— What to do —
Check every line of the data below for the word "blue". Copy the ones that have it.

— Data items —
=======

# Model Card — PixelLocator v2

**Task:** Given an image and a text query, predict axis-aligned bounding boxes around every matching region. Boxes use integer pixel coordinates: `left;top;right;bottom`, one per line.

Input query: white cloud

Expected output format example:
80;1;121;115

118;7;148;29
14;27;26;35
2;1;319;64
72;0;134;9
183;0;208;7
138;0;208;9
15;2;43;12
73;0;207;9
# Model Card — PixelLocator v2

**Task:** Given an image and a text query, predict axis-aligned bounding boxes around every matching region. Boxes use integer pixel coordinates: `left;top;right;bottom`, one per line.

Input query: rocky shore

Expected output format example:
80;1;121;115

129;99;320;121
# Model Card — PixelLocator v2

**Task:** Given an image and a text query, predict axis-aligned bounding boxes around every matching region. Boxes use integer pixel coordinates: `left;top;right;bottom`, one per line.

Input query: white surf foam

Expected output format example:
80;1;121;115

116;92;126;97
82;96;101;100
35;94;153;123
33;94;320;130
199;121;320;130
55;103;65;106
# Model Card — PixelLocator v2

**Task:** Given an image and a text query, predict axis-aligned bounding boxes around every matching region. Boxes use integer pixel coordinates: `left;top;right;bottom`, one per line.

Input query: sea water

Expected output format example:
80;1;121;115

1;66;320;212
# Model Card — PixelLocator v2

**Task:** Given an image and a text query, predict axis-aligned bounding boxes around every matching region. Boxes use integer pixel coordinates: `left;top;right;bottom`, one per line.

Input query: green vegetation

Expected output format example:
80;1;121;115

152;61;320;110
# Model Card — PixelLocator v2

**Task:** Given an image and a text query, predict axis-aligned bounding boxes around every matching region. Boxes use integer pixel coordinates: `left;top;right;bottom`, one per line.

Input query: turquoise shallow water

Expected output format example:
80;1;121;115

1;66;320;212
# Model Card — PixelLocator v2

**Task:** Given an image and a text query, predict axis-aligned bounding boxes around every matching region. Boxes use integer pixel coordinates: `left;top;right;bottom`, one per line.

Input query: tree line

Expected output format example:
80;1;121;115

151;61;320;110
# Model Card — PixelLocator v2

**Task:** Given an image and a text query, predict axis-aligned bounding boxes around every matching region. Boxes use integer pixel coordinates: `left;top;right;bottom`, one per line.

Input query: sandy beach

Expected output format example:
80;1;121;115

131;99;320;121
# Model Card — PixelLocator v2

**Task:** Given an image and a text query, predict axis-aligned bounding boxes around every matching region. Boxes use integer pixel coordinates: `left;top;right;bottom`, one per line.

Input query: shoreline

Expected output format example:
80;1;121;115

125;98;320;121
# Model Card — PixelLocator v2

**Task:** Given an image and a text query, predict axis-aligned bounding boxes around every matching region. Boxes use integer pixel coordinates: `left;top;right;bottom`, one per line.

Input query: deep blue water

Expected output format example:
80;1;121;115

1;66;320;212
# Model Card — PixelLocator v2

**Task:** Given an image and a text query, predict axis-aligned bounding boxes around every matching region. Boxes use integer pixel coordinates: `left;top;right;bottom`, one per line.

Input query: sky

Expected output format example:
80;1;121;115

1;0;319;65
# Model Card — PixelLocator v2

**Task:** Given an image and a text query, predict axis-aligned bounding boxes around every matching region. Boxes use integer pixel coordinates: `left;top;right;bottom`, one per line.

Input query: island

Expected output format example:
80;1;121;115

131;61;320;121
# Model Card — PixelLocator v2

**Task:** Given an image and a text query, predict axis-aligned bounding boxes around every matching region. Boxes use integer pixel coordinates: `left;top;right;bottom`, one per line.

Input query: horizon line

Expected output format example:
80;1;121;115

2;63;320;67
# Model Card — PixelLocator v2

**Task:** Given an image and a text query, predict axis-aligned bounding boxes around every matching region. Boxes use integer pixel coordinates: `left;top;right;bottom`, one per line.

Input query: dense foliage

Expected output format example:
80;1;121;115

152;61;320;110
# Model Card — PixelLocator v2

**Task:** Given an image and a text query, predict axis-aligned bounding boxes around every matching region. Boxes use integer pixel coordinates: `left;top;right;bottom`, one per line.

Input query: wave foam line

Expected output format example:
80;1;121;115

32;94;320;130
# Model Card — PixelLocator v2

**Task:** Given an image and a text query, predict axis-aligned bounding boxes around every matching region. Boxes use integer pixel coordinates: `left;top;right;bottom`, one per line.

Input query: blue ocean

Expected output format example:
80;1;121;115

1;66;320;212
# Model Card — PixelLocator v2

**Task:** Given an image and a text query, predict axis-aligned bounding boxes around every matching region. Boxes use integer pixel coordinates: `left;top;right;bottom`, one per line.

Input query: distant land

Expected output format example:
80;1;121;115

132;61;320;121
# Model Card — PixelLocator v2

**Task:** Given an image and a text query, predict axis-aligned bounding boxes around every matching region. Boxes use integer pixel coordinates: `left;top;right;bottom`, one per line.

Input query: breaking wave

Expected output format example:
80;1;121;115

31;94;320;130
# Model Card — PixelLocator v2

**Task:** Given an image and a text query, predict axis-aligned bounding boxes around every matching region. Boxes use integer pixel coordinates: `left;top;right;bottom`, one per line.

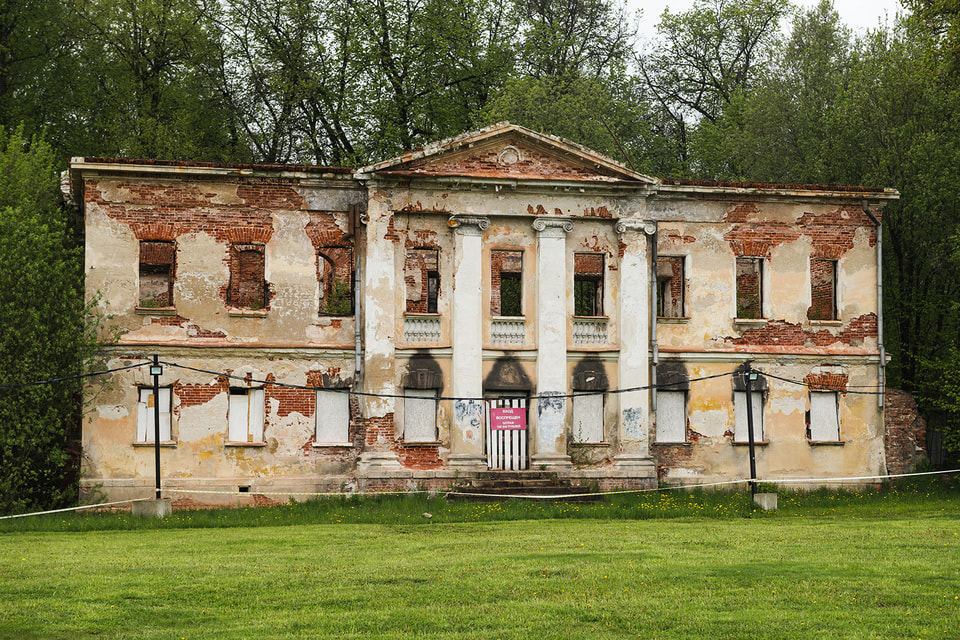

=======

— Your response —
Input query: deep blue water
Input query: blue ocean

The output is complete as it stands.